* READING TEXT:
Sunday, June 25, 2017

Phantasmic Breastmaster

We didn't intend on having a Don Coscarelli fest, but Phantasm II (1988) just bubbled up in our queue, so we went with it.

You may remember how the first one ended (SPOILER)  - it was all a dream the kid had. But just as he's about to leave with Reggie Bannister, the Tall Man (Angus Scrimm) and the dwarves grab him. This one opens 5-7 years later. The kid is now a young man, James Le Gros, in a mental institution. He has been having visions of a cute girl, Paula Irvine, who needs his help. She has been having visions of him and the Tall Man, and seeing her relatives die off one by one. Le Gros claims to be cured of his "delusions" and is released to Reggie.

Reggie still thinks the story about the Tall Man is crazy, but a disaster quickly changes his mind. Soon they are in the Hemi 'Cuda (Ms. Spenser's favorite character) and heading down to Home Depot to steal enough ordinance to deal with any dwarves Angus Scrimm can throw at them. Le Gros goes with a welding torch flame thrower, but Reggie has the best tool: two double-barreled shotguns, hose-clamped together, and sawed off with an angle-grinder - at  a 45-degree angle.

So they travel the state, looking for the Tall Man. Everywhere they go, they find deserted towns with shuttered storefronts, which means he has been there, or maybe Reaganomics. Along the way they pick up a cute girl named Alchemy, who Le Gros has seen dead in a vision. Even creepier, she seems to be into Reggie, a balding, middle-aged, ex-ice cream salesman.

They get to Irvine's town, and the four of them go after the Tall Man, with mixed results. We still have the atmosphere of horror, the dwarves, the dimensional gateway, and the flying balls. There's the mix of dream, vision, and reality. But best of all, the low-rent camaraderie between the boys and their new girlfriends. I just like hanging out with Coscarelli's characters.

* EXTRACTED MATERIAL:
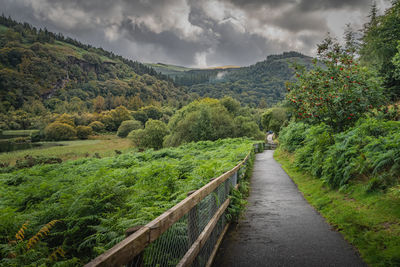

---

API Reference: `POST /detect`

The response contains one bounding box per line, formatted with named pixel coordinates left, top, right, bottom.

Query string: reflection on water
left=0, top=142, right=62, bottom=152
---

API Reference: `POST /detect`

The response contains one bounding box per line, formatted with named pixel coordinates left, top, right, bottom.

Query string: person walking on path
left=267, top=131, right=275, bottom=145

* REQUIRED ACTION 1: Reproduce the part of the Phantasm II review that begins at the words "Reggie still thinks" and stops after "at  a 45-degree angle.".
* REQUIRED ACTION 2: In the Phantasm II review, list every person named with both a first and a last name.
* REQUIRED ACTION 3: Continue the Phantasm II review from the point where it ends.

* RESULT 1:
Reggie still thinks the story about the Tall Man is crazy, but a disaster quickly changes his mind. Soon they are in the Hemi 'Cuda (Ms. Spenser's favorite character) and heading down to Home Depot to steal enough ordinance to deal with any dwarves Angus Scrimm can throw at them. Le Gros goes with a welding torch flame thrower, but Reggie has the best tool: two double-barreled shotguns, hose-clamped together, and sawed off with an angle-grinder - at  a 45-degree angle.

* RESULT 2:
Don Coscarelli
Reggie Bannister
Angus Scrimm
James Le Gros
Paula Irvine

* RESULT 3:
Believe it or not, I've never seen The Beastmaster (1982) - I didn't have cable in the 90s. It's a fun sword-and-sorcery about an evil wizard (Rip Torn) who steals a queen's unborn son and puts him into a cow's womb, to be killed later. He is saved by a passing woodsman and grows up to be a great warrior.

Now for a minute, I thought this was a Buddhist allegory - isn't there a myth that the Buddha was threatened by his uncle, and so was magically borne, not by his mother, but by an elephant? Maybe not, but this kid doesn't grow up to discover disease, poverty, and death and embark on a life of austerities followed by enlightenment. Instead he becomes Marc Singer, a very fit young man who wears very little clothing. Ms. Spenser liked this a lot - seriously, because he is fit, strong, but not pumped up in a showy way. Functional and strong.

He also communes a set of animals, including an eagle, a tiger painted black (?!?) and a pair of weasels. He does less with this power than you might expect, although it does come in handy.

We love a good sword-and-sorcery story, so of course we loved this. All the nekkid breastses and scantily clad men and women make it fun (and give it my favored nickname Breastmasher). Like so many of Don Coscarelli's movies, it feels like it could have ended about five times before the real ending, but so what, that's just more fun for us.